Reproduce all of the records below, substituting "place a point" for every occurrence of "drop a marker" and leaving everything else unchanged.
____
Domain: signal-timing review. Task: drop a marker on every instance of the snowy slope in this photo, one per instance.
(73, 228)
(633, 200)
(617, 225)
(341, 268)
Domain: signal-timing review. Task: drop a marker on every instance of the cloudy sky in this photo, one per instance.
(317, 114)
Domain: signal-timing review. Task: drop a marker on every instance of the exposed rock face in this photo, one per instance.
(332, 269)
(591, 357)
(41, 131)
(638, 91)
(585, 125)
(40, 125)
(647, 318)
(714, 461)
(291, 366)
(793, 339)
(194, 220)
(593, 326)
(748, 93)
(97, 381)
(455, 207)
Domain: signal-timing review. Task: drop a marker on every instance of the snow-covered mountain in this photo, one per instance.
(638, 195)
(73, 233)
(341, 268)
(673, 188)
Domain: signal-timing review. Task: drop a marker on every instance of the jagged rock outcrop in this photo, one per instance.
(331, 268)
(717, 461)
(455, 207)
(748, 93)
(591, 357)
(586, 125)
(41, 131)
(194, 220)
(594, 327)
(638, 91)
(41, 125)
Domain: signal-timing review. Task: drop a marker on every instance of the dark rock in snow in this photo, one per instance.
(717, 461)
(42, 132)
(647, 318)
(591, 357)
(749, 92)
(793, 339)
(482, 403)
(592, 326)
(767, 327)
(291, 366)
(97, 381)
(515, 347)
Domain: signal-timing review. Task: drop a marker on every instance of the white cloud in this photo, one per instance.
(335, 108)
____
### Written solution
Domain: signal-timing review. Task: place a point on every instance of the snowy slope in this photo, one per instance.
(73, 228)
(633, 200)
(617, 225)
(341, 268)
Domain: signal-timing review. Task: place a point on every instance of the cloudy sky in this photo, one per instance.
(317, 114)
Domain: signal-timing review. Task: place a point on every instance of the exposed rock face in this photo, one per instance.
(332, 269)
(591, 357)
(41, 131)
(638, 91)
(585, 125)
(40, 125)
(647, 318)
(714, 461)
(291, 366)
(793, 339)
(194, 220)
(593, 326)
(748, 93)
(97, 381)
(455, 207)
Domain: signal-timing review. Task: place a point on every instance of the snow-covered mountain in this photo, one per instance.
(638, 195)
(73, 233)
(341, 268)
(673, 188)
Domain: signal-timing review. Task: place a point on every instance of the jagged rock outcrop in this photo, one per instance.
(331, 268)
(717, 461)
(455, 207)
(748, 93)
(591, 357)
(586, 125)
(41, 131)
(194, 220)
(594, 327)
(638, 91)
(41, 125)
Domain: signal-timing review. Task: place a point on every instance of the dark rock in snow in this photo, one per instance.
(717, 461)
(42, 132)
(647, 318)
(591, 357)
(749, 92)
(793, 339)
(482, 403)
(592, 326)
(767, 327)
(291, 366)
(97, 381)
(515, 347)
Domain: signal-timing review. Task: place a point on every instance of the white cloud in this photo, one per instance.
(335, 108)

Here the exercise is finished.